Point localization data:
■ ■ ■ ■ ■
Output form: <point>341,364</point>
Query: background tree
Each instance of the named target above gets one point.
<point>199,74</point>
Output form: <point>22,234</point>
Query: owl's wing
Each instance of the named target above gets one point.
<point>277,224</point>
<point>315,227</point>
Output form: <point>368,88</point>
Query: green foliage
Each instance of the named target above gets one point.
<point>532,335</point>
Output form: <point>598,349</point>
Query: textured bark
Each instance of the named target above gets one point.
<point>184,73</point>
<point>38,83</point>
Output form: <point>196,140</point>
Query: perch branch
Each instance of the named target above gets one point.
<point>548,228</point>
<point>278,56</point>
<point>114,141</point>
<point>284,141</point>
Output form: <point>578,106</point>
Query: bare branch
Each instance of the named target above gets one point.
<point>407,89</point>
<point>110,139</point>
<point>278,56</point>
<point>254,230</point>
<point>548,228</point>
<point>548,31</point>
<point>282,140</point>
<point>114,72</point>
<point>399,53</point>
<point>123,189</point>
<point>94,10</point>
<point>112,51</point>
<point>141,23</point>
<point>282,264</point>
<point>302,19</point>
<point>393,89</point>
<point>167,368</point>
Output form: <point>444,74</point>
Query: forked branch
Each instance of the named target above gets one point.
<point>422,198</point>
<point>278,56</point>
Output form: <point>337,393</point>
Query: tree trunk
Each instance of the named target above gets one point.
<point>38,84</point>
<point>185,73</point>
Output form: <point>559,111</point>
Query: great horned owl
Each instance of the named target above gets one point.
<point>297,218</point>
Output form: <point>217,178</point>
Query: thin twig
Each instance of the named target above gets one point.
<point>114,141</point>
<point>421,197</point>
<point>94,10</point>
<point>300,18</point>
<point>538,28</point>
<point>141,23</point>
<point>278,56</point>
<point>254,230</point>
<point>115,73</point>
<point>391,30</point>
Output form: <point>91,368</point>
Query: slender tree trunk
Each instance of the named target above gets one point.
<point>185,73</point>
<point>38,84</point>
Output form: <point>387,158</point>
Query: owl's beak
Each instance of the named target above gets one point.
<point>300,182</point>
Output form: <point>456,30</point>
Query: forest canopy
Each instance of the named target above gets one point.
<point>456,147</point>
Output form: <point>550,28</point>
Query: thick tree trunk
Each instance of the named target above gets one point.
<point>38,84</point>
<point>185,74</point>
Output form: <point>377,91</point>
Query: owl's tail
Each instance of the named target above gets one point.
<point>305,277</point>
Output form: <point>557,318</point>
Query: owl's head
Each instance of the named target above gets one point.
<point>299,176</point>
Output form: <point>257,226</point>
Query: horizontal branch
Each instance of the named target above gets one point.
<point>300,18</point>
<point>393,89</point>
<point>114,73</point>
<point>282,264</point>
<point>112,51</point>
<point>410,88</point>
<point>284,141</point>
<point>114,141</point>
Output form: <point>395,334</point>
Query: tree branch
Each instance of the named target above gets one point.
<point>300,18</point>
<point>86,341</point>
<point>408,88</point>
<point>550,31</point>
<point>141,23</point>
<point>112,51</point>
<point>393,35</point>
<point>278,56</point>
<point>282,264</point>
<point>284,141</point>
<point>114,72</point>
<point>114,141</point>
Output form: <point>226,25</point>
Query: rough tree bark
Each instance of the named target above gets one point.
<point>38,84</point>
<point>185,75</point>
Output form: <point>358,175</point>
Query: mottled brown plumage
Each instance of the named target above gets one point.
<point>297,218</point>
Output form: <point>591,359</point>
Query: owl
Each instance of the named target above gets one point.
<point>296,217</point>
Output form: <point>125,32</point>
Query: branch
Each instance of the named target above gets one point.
■ ■ ■ ■ ■
**PROMPT**
Keep only those lines of the records that hold "tree", and return them.

**TASK OUTPUT**
Query: background tree
Query: tree trunk
Query: slender tree trunk
Query: thick tree trunk
Query: tree branch
Query: rough tree bark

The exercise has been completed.